■ **Exercise requirements**
Give the number of lines in these entries that contain the string "instance", with no further comment.

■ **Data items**
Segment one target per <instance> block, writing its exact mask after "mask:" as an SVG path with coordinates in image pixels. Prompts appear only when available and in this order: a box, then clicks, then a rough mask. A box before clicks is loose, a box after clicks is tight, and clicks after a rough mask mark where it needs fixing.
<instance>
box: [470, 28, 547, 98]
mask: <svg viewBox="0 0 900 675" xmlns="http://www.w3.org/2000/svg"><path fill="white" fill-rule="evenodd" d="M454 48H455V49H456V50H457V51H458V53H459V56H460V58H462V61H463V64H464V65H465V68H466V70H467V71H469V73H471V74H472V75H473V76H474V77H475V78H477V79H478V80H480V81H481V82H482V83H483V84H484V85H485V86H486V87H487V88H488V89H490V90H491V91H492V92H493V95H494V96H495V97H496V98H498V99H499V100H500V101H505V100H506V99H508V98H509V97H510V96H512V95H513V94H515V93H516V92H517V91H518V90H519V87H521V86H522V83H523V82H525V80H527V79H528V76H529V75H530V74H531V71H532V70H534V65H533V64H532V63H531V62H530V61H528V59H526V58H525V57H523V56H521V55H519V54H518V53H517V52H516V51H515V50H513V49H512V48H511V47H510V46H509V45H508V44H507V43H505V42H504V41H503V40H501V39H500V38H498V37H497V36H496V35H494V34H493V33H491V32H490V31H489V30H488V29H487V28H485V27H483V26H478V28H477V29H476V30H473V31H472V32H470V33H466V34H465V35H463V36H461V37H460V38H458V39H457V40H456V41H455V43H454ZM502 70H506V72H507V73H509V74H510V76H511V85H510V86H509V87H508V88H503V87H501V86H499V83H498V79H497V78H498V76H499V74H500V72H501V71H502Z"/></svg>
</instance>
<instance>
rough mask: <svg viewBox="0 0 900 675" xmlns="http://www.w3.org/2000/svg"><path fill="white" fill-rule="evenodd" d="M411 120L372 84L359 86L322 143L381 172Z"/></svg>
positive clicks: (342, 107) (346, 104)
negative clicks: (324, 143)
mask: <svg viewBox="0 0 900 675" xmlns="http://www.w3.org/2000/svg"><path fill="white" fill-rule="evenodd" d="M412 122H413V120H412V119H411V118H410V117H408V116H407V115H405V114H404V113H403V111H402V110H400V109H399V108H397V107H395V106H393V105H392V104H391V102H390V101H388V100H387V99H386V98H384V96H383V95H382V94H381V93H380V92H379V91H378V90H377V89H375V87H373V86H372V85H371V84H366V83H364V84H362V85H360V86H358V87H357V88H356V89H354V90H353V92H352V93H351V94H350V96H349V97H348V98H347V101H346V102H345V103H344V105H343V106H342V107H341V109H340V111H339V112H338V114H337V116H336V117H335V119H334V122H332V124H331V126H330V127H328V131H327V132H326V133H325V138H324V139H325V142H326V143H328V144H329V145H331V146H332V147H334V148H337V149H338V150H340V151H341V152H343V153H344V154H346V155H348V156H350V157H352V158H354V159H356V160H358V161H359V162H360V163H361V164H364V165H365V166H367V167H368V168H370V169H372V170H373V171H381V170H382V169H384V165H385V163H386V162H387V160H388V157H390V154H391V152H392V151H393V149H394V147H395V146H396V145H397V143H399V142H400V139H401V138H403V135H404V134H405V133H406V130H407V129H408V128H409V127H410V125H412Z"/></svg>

■ **Response to this task**
4